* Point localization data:
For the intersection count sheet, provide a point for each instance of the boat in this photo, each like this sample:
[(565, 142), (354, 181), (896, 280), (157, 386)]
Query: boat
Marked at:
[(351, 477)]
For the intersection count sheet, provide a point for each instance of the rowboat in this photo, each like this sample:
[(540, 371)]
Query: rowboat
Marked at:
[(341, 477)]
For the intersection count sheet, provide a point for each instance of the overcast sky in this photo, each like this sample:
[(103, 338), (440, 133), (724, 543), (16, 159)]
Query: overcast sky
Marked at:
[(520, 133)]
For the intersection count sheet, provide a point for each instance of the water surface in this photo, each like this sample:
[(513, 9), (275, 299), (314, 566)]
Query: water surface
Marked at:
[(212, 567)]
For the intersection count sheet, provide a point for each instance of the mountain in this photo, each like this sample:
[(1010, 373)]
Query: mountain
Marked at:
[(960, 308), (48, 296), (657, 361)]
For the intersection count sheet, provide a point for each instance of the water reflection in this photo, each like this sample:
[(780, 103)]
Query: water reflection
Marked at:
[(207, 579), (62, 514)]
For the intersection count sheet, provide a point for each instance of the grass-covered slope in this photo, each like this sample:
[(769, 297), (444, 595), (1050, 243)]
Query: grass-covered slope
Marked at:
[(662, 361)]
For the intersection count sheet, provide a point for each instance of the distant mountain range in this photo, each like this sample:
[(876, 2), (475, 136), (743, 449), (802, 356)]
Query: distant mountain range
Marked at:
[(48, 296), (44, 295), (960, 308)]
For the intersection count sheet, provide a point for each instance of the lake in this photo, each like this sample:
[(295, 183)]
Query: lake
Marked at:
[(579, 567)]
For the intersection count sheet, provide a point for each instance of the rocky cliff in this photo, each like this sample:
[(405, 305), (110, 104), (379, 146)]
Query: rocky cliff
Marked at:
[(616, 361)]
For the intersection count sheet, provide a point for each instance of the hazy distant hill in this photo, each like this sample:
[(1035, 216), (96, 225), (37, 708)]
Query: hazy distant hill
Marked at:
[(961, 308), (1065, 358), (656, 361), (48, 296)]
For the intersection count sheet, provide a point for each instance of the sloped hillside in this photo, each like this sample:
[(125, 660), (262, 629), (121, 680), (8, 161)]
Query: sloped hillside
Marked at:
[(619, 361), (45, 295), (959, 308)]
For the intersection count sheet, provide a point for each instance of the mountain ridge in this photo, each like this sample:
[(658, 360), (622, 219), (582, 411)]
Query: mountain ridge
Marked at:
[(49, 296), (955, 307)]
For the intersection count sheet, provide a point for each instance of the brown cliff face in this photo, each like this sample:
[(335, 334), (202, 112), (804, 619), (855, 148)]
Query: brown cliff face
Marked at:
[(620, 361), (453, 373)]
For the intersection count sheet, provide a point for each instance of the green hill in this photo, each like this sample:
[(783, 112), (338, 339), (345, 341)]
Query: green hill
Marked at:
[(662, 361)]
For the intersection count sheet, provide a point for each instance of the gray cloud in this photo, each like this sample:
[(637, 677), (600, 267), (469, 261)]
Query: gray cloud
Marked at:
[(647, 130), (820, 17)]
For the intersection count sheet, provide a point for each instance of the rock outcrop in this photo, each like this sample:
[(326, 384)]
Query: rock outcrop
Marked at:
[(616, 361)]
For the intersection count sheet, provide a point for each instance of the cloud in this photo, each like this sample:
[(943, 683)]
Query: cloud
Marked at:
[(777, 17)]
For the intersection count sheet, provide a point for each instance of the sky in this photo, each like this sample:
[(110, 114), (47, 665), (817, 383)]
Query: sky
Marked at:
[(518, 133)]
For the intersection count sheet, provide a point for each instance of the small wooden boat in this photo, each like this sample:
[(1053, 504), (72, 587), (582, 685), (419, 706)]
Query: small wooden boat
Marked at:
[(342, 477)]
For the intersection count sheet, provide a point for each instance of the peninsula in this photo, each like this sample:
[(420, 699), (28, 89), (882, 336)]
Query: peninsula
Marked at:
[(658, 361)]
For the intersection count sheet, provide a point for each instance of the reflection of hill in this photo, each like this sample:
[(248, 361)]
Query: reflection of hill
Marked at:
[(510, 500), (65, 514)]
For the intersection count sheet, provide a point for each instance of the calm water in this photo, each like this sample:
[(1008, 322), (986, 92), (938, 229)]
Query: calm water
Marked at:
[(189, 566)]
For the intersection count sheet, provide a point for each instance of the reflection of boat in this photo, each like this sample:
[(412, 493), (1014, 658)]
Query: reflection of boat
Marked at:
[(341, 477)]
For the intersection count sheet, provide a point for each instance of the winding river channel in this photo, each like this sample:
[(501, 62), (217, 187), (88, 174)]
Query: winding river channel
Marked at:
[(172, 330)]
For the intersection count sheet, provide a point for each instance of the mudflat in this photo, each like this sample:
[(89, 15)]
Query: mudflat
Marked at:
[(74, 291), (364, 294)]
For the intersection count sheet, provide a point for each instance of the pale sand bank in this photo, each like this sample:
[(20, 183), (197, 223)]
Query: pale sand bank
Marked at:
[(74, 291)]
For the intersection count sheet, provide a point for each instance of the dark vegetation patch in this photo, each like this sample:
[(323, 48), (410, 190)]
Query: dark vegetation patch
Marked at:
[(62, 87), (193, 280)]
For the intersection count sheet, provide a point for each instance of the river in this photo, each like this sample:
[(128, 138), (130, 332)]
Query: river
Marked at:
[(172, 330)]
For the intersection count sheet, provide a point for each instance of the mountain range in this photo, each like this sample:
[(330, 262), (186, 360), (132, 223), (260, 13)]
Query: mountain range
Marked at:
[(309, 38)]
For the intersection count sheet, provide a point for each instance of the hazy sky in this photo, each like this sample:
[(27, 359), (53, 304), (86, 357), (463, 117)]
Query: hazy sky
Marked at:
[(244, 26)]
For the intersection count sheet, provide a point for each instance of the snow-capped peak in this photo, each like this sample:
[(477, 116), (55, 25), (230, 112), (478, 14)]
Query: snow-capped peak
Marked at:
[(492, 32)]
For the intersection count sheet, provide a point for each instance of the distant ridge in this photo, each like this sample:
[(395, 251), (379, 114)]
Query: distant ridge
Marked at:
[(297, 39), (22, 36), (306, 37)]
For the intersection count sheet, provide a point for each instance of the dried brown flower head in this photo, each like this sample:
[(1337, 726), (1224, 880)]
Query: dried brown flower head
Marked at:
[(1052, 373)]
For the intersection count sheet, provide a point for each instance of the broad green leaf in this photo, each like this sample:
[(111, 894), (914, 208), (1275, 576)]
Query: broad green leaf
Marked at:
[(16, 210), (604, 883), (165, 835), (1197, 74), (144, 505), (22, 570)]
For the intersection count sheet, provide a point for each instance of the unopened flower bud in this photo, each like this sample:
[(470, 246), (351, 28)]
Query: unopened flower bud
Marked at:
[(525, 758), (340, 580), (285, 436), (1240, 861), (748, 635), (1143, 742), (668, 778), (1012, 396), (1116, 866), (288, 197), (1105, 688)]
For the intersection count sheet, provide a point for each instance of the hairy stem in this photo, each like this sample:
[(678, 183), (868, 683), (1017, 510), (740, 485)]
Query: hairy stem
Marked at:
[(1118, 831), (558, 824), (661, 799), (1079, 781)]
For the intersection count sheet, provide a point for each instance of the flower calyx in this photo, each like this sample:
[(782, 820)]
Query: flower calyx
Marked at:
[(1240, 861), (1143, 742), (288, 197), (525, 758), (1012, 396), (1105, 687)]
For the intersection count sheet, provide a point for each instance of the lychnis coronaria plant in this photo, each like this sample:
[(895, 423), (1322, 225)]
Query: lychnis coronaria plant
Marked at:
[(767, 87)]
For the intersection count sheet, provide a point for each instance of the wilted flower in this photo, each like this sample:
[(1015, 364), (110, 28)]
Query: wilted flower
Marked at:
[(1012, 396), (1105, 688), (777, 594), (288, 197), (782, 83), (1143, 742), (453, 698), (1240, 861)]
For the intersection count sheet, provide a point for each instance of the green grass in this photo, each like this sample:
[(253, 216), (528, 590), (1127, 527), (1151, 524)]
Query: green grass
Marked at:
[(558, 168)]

* Prompt: Repeat the lines from the first one in the records through the line containing "[(780, 103)]", exactly as written, and nothing else.

* Solution for this problem:
For the intersection count sheet, provide a point for each instance of the boat in this photo, each like this sample:
[(565, 142), (354, 181), (896, 280), (157, 386)]
Query: boat
Marked at:
[(351, 477)]
For the intersection count sheet, provide a point for each instance of the rowboat in this photo, each like this sample:
[(540, 371)]
Query: rowboat
Marked at:
[(341, 477)]
For the intersection count sheet, provide a point for each instance of the overcast sky in this photo, each like this sample:
[(103, 338), (440, 133), (724, 543), (16, 159)]
Query: overcast sky
Marked at:
[(520, 133)]
For the intersection count sheet, provide a point for each instance of the water surface in this photo, each like this sample:
[(513, 9), (275, 299), (314, 566)]
Query: water surface
Marked at:
[(212, 567)]
For the intersection count sheet, provide a point for each instance of the mountain in this photo, each like this sample:
[(1010, 373)]
Query: mountain
Marked at:
[(960, 308), (48, 296), (657, 361)]
For the intersection count sheet, provide a point for each instance of the water reflection in this photo, each like this sample:
[(780, 103)]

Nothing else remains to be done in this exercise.